**ИЗВЛЕЧЁННЫЙ ТЕКСТ:**
────────────────────
У нас философия не имеет ни того, ни другого значения. У нас нет философского предания, великих имен национальных мыслителей, которых системы спорили бы о господстве между ними. Иной из нас вспомнит иногда давно умолкшего профессора, ученика немецкого мыслителя, но вспомнит о лице, о единице, а не о направлении. Несколько шеллингистов оставили в нашей литературе и в памяти общества след несколько более яркий, чем мыслители других направлений, но все это смутное предание. Философских школ у нас не было, а были философствующие единицы, и те приносили очень мало своего, а развивали большей частью предмет по миросозерцанию того или другого германского философа. Нечего уже говорить, что у нас нет и следа общественных партий, которые бы боролись и выставляли философские принципы для своих практических целей. У нас, собственно, только два отдела в обществе: люди, желающие знания и развития, и поклонники невежества, люди, раскольнически враждебные науке, именно в ее развивающих человеческих началах. Но это не школы и не общественные партии. В практических вопросах, как в теоретических, у нас опять единицы, не успевшие или не умевшие организоваться в партию.


Не мудрено, что и наше общество связывает со словом философия и философ часто очень невыгодные представления и наши лучшие писатели выражают подобное представление о своих комических идеалах. Философствование для Фамусова имеет значение гастрономическое. Судья «Ревизора», который «своим умом дошел» до решения вопросов о мироздании, есть карикатурный философ. У нас называют философом того, кто ведет себя не так, как другие, кто пренебрегает приличиями. «Прошу не философствовать, а делать», — говорит начальник подчиненному, осмеливающемуся возражать. «Философия есть наука лени», — повторяет, говорят, ежегодно своим слушателям один петербургский профессор, имя которого с уважением произносится и за границей между специалистами его предмета.
────────────────────
**ИСХОДНЫЕ ДАННЫЕ:**
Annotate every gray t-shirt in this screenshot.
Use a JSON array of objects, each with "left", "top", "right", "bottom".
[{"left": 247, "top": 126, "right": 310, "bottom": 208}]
────────────────────
**ЗАДАНИЕ 1:**
На какие два отдела делится общество по тексту о философии в России?
**ЗАДАНИЕ 2:**
Напишите продолжение текста о философии в России, начиная сразу после его последней фразы.

**ОТВЕТ К ЗАДАНИЮ 1:**
На людей, желающих знания и развития, и на поклонников невежества, раскольнически враждебных науке.

**ОТВЕТ К ЗАДАНИЮ 2:**
С другой стороны, со словом философия наше общество связывает представление о чем-то весьма темном, трудном, доступном лишь немногим специалистам. Она вызывает воспоминание неуклюжего тома «Умозрительной физики», где говорится об «идее вечности, равнозначительной всесуществующему нулю», и т.п. Между тем автор этого сочинения был не случайный фантазер, но один из немногих посвятивших долгие годы и многие труды на философское преподавание. Мудрено ли, что публика, с которой говорили таким образом о философии, чуждалась ее? Дико звучали в ушах русского человека непереваренные термины шеллин-гизма, к которым Германия была приготовлена рядом мыслителей, составлявших и изменявших постепенно немецкую философскую терминологию. Не так уже трудно было слушать формулы Шеллинга тем, кто имел в своем прошедшем Канта, перед Кантом Вольфа и др., развивших философское мышление на родном языке. Но в России не было подобного подготовления, и потому предмет, наполненный полупонятными или вовсе не понятными выражениями, представился обществу как нечто туманное, чуждое, как предмет, составляющий специальность нескольких человек, а остальным вовсе не нужный.